Given instruction 1
Please reproduce part of the Phantom of the Opera passage word for word, starting at "In the theater" and ending at "dancers and stagehands.".

--- start of Selected extract ---

However, the director changed the ending from one where the phantom dies of a broken heart to one where he attempts to escape with Christine, his young protégé and love interest, but instead becomes victim to an angry mob that kills him. Andrew Lloyd Webber was the creator of the most successful stage version of “The Phantom of the Opera” in the mid-1980s. The musical opened in 1986 at London’s Her Majesty’s Theatre as a huge success. “Phantom” won every major British theatre award, and since its opening, every seat has consistently been sold out. When the music from the theater version was released in London, it went straight to number 1 on the charts. The musical opened on Broadway in New York in January 1988 and has set many attendance records since that time.

In the theater version, Webber took the character of Phantom, created by Leroux as a menacing horror character, and turned him into more of a tragic, hopelessly in love character. “The Phantom of the Opera” found further success in 2004 with a Warner Brothers film adaptation released to huge success. This film adaptation was in the works since 1988, when Webber contacted Joel Schumacher, the eventual director of the film, about a possible adaptation for the big screen. Although they spoke of it from time to time over the years, not until 2002 did work began in earnest on the film adaptation. Webber had a large part in the development of the film adaptation. Though his principle role concerned the musical score of the film, he assisted in the development of plot lines that explained the histories of the main characters as well as some of the minor players such as dancers and stagehands.

--- end of Selected extract ---
--- start of Entries shown ---

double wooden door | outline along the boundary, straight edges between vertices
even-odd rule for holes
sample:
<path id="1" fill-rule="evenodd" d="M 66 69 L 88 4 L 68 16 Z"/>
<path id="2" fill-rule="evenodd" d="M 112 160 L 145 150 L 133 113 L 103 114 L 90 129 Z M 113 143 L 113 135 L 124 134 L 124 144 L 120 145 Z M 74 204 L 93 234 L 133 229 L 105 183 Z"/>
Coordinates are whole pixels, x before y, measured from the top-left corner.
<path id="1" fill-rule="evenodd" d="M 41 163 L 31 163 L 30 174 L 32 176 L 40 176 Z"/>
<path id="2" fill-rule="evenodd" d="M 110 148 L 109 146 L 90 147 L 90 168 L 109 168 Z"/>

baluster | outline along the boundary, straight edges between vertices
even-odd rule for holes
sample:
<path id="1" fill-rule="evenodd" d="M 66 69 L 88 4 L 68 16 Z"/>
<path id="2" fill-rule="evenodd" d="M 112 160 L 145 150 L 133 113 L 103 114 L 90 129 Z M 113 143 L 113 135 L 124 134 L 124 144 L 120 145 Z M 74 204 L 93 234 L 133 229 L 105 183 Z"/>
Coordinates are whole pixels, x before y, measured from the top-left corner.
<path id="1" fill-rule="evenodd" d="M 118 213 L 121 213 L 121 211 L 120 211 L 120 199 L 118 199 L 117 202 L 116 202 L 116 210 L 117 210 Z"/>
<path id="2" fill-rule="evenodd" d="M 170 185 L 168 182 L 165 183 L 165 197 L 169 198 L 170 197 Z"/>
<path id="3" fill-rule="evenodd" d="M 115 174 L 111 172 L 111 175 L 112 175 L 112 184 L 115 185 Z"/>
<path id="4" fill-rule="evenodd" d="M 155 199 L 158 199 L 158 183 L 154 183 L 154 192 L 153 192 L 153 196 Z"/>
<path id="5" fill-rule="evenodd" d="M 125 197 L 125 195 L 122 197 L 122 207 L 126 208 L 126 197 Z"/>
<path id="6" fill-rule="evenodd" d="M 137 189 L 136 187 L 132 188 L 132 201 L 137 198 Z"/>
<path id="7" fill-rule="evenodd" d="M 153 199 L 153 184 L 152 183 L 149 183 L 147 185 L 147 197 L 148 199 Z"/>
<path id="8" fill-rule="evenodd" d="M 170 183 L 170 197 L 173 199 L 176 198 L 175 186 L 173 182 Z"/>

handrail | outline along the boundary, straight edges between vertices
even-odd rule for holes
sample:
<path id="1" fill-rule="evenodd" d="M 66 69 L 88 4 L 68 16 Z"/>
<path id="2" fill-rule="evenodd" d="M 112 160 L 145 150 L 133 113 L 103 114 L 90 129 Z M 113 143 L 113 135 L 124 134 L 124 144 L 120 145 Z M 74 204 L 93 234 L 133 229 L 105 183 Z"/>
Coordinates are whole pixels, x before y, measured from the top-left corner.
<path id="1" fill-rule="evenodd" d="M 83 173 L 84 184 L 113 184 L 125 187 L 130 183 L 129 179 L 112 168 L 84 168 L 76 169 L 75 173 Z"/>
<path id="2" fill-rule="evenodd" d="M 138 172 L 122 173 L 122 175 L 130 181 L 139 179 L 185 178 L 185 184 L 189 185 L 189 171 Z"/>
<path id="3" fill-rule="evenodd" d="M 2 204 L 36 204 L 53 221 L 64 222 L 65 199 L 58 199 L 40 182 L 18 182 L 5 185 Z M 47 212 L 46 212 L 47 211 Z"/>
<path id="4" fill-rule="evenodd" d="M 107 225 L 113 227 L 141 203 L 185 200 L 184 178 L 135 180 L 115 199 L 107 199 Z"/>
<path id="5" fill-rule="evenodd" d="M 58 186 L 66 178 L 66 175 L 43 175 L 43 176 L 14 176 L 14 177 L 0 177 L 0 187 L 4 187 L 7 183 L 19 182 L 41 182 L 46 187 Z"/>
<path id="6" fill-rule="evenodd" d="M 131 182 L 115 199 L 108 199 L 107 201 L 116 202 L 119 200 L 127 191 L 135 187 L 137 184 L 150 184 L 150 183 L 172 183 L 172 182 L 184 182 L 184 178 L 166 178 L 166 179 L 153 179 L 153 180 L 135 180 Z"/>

--- end of Entries shown ---

Given instruction 2
Write out the rows above without any change, starting at the line that contains "handrail | outline" and ending at the last row, both included.

Written response 1
In the theater version, Webber took the character of Phantom, created by Leroux as a menacing horror character, and turned him into more of a tragic, hopelessly in love character. “The Phantom of the Opera” found further success in 2004 with a Warner Brothers film adaptation released to huge success. This film adaptation was in the works since 1988, when Webber contacted Joel Schumacher, the eventual director of the film, about a possible adaptation for the big screen. Although they spoke of it from time to time over the years, not until 2002 did work began in earnest on the film adaptation. Webber had a large part in the development of the film adaptation. Though his principle role concerned the musical score of the film, he assisted in the development of plot lines that explained the histories of the main characters as well as some of the minor players such as dancers and stagehands.

Written response 2
handrail | outline along the boundary, straight edges between vertices
even-odd rule for holes
sample:
<path id="1" fill-rule="evenodd" d="M 66 69 L 88 4 L 68 16 Z"/>
<path id="2" fill-rule="evenodd" d="M 112 160 L 145 150 L 133 113 L 103 114 L 90 129 Z M 113 143 L 113 135 L 124 134 L 124 144 L 120 145 Z M 74 204 L 93 234 L 133 229 L 105 183 Z"/>
Coordinates are whole pixels, x before y, measured from the top-left corner.
<path id="1" fill-rule="evenodd" d="M 83 173 L 84 184 L 113 184 L 125 187 L 130 183 L 129 179 L 112 168 L 84 168 L 76 169 L 75 173 Z"/>
<path id="2" fill-rule="evenodd" d="M 138 172 L 122 173 L 122 175 L 130 181 L 139 179 L 185 178 L 185 184 L 189 185 L 189 171 Z"/>
<path id="3" fill-rule="evenodd" d="M 2 204 L 36 204 L 53 221 L 64 222 L 65 199 L 58 199 L 40 182 L 18 182 L 5 185 Z M 47 212 L 46 212 L 47 211 Z"/>
<path id="4" fill-rule="evenodd" d="M 107 225 L 113 227 L 141 203 L 185 200 L 184 178 L 135 180 L 115 199 L 107 199 Z"/>
<path id="5" fill-rule="evenodd" d="M 58 186 L 66 178 L 66 175 L 43 175 L 43 176 L 14 176 L 14 177 L 0 177 L 0 187 L 4 187 L 7 183 L 19 182 L 41 182 L 46 187 Z"/>
<path id="6" fill-rule="evenodd" d="M 131 182 L 115 199 L 108 199 L 107 201 L 116 202 L 119 200 L 127 191 L 135 187 L 137 184 L 150 184 L 150 183 L 172 183 L 172 182 L 184 182 L 184 178 L 166 178 L 166 179 L 153 179 L 153 180 L 135 180 Z"/>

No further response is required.